- _Objective_:
Copy the lines again, starting with the line containing "like (236, 242)." and ending with the last line, requests included, and shift each answer coordinate by adding 25 to every number. Keep all numbers in the requests as they are, including the sample points.
====
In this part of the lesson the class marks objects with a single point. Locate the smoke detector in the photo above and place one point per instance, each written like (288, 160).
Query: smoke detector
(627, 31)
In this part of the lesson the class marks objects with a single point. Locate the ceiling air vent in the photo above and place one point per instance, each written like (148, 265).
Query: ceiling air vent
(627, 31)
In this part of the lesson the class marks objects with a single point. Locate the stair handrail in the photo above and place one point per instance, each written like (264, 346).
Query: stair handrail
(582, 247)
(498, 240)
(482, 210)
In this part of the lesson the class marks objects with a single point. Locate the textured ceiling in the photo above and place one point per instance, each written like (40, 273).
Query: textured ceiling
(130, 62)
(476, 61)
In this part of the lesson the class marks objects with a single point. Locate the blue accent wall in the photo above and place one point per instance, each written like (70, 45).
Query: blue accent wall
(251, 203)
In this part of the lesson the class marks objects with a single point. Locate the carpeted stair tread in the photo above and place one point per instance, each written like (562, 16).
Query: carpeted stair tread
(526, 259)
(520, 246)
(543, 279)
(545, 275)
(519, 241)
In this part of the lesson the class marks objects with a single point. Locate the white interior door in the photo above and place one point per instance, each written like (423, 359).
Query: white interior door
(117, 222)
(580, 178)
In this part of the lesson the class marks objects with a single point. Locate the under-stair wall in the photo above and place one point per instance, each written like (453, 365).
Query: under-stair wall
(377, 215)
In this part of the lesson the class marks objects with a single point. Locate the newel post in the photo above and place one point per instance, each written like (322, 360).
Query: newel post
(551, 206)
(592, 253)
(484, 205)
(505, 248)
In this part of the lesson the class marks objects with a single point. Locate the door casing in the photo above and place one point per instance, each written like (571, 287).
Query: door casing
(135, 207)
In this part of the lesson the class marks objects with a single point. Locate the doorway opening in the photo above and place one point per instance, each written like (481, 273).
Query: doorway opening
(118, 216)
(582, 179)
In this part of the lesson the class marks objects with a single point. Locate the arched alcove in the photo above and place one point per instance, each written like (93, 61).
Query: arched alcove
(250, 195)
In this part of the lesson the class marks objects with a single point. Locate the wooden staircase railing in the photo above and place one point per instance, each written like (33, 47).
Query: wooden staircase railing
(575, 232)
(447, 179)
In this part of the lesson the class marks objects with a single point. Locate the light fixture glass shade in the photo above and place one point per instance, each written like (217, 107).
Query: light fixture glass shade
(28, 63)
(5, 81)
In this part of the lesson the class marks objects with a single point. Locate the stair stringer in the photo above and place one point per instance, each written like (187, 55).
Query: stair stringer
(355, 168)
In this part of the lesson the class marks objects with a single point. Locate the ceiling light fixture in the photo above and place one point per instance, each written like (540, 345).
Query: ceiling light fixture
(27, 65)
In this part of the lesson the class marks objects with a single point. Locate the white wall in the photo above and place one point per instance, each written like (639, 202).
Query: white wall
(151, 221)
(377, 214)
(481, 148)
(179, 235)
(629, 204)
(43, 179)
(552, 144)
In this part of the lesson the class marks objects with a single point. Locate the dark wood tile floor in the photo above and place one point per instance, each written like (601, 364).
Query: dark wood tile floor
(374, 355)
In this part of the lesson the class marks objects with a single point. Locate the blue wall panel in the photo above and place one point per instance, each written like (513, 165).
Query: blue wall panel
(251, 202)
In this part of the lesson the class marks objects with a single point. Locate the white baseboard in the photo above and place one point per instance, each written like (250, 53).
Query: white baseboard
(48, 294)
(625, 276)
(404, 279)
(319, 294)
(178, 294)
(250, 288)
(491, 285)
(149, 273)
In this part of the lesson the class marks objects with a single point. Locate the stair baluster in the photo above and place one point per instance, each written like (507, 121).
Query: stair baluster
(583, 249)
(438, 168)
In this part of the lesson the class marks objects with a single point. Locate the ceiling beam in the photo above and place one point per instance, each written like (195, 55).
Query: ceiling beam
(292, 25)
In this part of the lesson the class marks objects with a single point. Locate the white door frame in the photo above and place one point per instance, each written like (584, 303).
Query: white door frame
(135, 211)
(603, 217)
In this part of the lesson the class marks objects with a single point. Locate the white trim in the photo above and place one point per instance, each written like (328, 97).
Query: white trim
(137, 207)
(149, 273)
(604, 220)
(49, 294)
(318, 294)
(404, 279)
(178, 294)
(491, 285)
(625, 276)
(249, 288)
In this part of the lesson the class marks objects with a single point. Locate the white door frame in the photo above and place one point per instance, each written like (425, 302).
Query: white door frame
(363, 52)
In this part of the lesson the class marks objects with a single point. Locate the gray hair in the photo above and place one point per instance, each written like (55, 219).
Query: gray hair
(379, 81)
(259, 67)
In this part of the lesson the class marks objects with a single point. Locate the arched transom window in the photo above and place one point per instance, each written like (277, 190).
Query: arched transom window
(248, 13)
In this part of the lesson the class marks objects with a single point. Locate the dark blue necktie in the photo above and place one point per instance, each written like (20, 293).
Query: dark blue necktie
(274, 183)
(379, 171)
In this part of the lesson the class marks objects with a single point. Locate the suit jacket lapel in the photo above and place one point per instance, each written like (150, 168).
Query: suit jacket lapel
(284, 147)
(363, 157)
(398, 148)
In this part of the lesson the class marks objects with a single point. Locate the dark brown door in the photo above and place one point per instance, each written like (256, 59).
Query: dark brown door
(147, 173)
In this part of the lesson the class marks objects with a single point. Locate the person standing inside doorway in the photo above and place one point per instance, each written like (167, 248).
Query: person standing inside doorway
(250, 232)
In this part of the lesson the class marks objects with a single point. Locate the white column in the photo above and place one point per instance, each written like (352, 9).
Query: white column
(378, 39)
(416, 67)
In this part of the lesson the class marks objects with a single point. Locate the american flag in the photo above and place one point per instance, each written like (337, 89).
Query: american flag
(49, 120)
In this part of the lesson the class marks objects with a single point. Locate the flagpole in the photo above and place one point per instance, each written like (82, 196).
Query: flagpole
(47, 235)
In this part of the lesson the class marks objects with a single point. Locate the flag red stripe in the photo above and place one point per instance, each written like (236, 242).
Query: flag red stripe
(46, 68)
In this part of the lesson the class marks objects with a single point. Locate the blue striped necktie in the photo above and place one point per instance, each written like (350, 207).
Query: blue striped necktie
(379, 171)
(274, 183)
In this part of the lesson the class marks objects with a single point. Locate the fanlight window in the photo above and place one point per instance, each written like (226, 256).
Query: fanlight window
====
- _Response for this exercise_:
In this part of the lesson the class marks objects with a single point. Locate the flag red stripe in the photo above and place one point per instance, each written like (236, 242).
Query: flag red stripe
(71, 93)
In this part of the lesson the class marks objects with a single point. Locate the blue striped necktie in the photo above and place one point per instance, each written like (350, 207).
Query: blue striped necktie
(404, 196)
(299, 208)
In this part of the lesson the class marks objects with a single point. Locate the fanlight window in the photo above and place one point per instance, each written like (226, 256).
Query: fanlight window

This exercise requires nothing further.